| Verilen Metin |
============
Her virüs hastalığında olduğu üzere COVID-19’da da hücumlara karşı bizi koruyan bağışıklık gücümüzü sırf antikorlara borçlu değiliz. Tamam, antikorlar çok kıymetli hami silahlarımız. Ancak bilelim ki B lenfositlerinin ürettiği bu antikorların yanı sıra savaşa direkt katılan savaşçı hücrelerimizin de özel becerileri var. T lenfositleri olarak bilinen bu fevkalâde hücreler de çok değerli işlere imza atıyorlar. Ve unutmayalım ki onların yaptıkları iş de en az B lenfositlerinin ürettiği antikorlarla sağlanan güç kadar değerli ve tesirli. Hasılı bağışıklık gücümüz yalnızca “antikor”lardan ibaret değil. “Savaşçı askerler” yani T lenfositleri de en az antikorlar kadar değerli işler görüyor.
============
| İş Emri 1 |
Bağışıklıkla ilgili metinde "Her virüs hastalığında" sözcükleriyle açılıp "değerli işler görüyor." sözcükleriyle kapanan kısmı hiç değiştirmeden yeniden yazın.
| İş Emri 2 |
Bağışıklıkla ilgili metindeki "T lenfositleri olarak bilinen bu fevkalâde hücreler de çok değerli işlere imza atıyorlar." cümlesini İngilizceye çevirin.
| İş Emri 3 |
Bağışıklıkla ilgili metne göre aşağıdaki soruları yanıtlayın.
(a) Antikorları hangi hücreler üretiyor?
(b) Metinde "savaşçı askerler" diye anılan hücreler hangileri?
(c) Metinde örnek olarak hangi virüs hastalığının adı geçiyor?
Kayıtlar başka bir kaynaktan alınmıştır.

| Doğal dilde bölge tanımları |
============
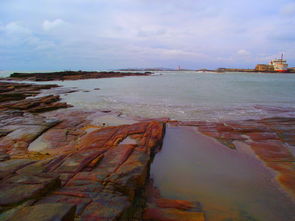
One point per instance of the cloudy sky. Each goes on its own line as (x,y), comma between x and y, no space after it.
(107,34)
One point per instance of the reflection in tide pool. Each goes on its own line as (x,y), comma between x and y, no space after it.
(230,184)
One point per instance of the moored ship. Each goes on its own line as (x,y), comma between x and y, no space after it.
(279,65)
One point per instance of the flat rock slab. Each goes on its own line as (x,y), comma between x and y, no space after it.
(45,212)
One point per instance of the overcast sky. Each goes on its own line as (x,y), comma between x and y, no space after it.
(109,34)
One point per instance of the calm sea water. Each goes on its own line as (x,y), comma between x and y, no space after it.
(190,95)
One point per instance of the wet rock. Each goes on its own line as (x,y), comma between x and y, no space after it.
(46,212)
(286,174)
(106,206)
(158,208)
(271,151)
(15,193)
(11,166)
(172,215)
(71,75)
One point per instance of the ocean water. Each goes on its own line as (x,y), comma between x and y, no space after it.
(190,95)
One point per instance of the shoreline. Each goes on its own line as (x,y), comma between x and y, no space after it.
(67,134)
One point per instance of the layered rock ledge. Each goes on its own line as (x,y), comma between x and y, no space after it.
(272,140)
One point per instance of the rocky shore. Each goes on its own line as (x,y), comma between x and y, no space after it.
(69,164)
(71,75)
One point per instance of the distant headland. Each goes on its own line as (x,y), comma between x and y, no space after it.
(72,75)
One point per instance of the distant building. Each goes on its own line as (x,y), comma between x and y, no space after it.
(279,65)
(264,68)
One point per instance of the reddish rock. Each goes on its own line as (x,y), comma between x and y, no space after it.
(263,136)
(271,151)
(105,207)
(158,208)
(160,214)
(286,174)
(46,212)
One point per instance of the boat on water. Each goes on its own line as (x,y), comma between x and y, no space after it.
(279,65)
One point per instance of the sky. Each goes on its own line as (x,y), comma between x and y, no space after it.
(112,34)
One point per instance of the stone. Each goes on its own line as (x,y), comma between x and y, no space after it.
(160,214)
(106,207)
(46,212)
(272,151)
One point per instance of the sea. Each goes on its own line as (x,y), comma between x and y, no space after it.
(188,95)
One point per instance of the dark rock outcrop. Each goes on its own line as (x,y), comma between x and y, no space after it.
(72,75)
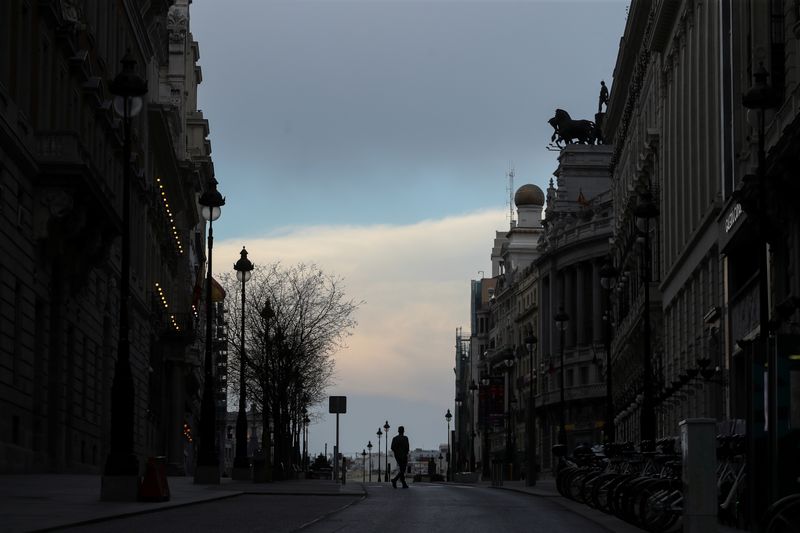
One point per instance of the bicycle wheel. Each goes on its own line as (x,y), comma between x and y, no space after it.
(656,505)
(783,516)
============
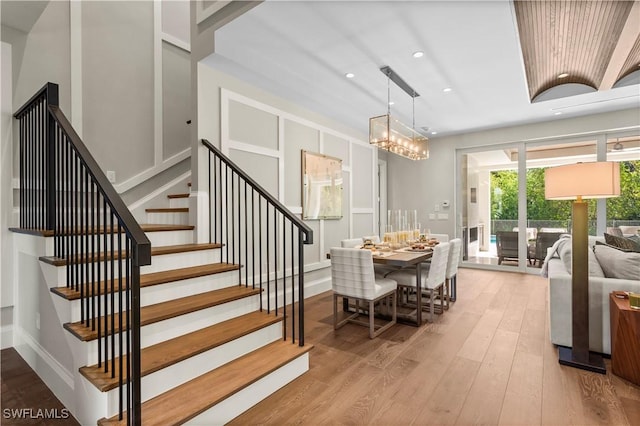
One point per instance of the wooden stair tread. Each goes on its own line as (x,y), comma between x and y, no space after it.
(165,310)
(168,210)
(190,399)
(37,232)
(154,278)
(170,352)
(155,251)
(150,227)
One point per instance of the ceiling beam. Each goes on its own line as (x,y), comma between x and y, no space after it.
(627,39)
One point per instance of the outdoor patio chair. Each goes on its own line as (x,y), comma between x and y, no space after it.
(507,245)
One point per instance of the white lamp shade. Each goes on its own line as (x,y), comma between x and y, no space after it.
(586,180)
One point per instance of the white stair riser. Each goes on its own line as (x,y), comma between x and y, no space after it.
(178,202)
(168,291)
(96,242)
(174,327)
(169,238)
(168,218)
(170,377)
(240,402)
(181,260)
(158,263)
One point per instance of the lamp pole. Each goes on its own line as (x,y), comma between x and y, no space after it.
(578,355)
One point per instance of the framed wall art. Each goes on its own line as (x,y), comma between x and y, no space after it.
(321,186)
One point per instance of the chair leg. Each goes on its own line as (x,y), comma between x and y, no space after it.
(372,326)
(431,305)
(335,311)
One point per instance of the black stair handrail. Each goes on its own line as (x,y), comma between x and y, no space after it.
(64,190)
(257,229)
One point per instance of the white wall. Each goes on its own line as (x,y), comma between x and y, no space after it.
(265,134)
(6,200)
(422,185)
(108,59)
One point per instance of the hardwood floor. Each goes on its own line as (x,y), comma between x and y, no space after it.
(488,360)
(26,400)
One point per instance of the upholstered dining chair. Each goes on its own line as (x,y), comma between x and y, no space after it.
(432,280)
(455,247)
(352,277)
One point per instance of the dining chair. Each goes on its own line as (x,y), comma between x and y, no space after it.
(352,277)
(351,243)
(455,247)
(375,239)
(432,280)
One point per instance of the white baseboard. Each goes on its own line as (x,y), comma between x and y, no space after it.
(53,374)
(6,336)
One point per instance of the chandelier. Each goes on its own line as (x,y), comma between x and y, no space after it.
============
| Alıştırma Çözümü 1 |
Her virüs hastalığında olduğu üzere COVID-19’da da hücumlara karşı bizi koruyan bağışıklık gücümüzü sırf antikorlara borçlu değiliz. Tamam, antikorlar çok kıymetli hami silahlarımız. Ancak bilelim ki B lenfositlerinin ürettiği bu antikorların yanı sıra savaşa direkt katılan savaşçı hücrelerimizin de özel becerileri var. T lenfositleri olarak bilinen bu fevkalâde hücreler de çok değerli işlere imza atıyorlar. Ve unutmayalım ki onların yaptıkları iş de en az B lenfositlerinin ürettiği antikorlarla sağlanan güç kadar değerli ve tesirli. Hasılı bağışıklık gücümüz yalnızca “antikor”lardan ibaret değil. “Savaşçı askerler” yani T lenfositleri de en az antikorlar kadar değerli işler görüyor.

| Alıştırma Çözümü 2 |
These extraordinary cells, known as T lymphocytes, also accomplish very valuable work.

| Alıştırma Çözümü 3 |
(a) B lenfositleri
(b) T lenfositleri
(c) COVID-19